- **Die Aufgabe**:
Um wie viel könnte der Welthandel laut dem Textauszug zur Wirtschaftslage zurückgehen?

- **Textauszug**:
Wirtschaftlich schlimmste Situation der Nachkriegsgeschichte
Beide zugeschaltete Experten stimmten der Lagebeschreibung Ossigs zu: „Wir befinden uns in der wirtschaftlich schlimmsten Phase der Nachkriegsgeschichte, deren Tiefpunkt wir erst in den nächsten Monaten sehen werden“, betonte Volker Treier. Insbesondere der Zusammenbruch der internationalen Lieferketten sei eine so noch nie dagewesene Situation, die auf den Welthandel bezogen, inzwischen einen Handelsrückgang um bis zu einem Drittel möglich erscheinen lasse. Stefan Schneider ergänzte mit Blick auf die Lage der Finanzwirtschaft: „Die Banken sind ordentlich aufgestellt, wesentlich besser als in der Finanzkrise 2008/2009.“ Allerdings sei ihre Profitabilität, auch wegen der Zinspolitik der zurückliegenden Jahre, nicht so gut wie es wünschenswert wäre. Sinkende Transaktionszahlen, wenig Börsengänge und eine insgesamt geringere Nachfrage würden absehbar auch bei den Banken zu abnehmenden Erträgen führen. Gesamtwirtschaftlich werde die globale Erholung sicher nicht so dynamisch verlaufen wie 2009 nach der Finanzkrise, als der Welthandel der positive Treiber der Entwicklung war. Zeitversetze Krisenverläufe behinderten jetzt die Aufwärtsbewegung zusätzlich. So treffe die langsam wieder angefahrene Produktion in China nun auf einen Nachfragemangel in den USA, welche sich gerade nahe am Höhepunkt der Epidemie befänden.

(Datensätze)
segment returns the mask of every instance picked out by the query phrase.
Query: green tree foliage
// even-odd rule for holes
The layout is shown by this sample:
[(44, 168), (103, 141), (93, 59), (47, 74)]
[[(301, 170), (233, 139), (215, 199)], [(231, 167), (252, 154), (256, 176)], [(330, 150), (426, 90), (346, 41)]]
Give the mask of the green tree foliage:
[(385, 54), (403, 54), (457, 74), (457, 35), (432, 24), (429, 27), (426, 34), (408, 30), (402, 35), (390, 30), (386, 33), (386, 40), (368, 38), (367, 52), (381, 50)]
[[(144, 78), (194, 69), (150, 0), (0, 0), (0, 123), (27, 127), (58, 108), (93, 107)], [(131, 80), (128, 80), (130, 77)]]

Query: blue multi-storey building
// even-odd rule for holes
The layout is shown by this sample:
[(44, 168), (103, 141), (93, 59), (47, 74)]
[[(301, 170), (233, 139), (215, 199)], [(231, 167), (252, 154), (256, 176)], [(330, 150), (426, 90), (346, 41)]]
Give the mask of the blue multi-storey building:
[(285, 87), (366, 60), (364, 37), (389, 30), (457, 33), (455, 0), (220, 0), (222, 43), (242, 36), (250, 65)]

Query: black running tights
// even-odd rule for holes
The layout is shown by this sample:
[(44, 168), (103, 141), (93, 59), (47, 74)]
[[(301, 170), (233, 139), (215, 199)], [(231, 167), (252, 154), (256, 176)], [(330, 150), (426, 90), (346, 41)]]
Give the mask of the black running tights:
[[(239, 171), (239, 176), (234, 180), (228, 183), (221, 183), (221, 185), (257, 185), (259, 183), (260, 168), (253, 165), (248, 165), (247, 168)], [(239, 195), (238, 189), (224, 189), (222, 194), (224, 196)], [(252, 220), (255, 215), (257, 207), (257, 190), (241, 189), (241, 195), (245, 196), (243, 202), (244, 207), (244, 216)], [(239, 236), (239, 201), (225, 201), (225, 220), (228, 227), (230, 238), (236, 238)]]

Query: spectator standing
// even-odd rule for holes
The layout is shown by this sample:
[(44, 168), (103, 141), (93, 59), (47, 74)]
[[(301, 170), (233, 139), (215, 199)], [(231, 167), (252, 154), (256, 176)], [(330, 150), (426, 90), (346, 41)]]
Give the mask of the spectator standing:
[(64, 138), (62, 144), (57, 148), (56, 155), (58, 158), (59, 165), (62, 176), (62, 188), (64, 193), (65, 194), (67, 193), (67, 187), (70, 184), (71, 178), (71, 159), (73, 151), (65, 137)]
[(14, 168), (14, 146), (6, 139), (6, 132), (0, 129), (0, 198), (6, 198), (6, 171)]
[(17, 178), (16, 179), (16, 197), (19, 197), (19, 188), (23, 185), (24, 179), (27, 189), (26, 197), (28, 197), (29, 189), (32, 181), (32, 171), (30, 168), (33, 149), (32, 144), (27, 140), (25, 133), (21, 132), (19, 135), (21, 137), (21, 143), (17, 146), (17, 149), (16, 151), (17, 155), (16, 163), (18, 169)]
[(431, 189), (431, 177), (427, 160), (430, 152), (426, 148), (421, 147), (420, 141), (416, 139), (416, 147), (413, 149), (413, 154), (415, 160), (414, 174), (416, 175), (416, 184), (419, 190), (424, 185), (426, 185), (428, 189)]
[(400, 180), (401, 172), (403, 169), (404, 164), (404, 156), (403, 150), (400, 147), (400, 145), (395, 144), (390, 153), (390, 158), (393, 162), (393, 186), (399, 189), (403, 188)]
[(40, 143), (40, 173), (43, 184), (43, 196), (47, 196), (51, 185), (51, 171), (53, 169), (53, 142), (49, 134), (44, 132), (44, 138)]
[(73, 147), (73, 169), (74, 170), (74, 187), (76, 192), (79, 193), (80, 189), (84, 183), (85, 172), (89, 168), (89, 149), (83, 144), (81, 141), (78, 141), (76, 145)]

- **Ergebnis dazu**:
Um bis zu einem Drittel.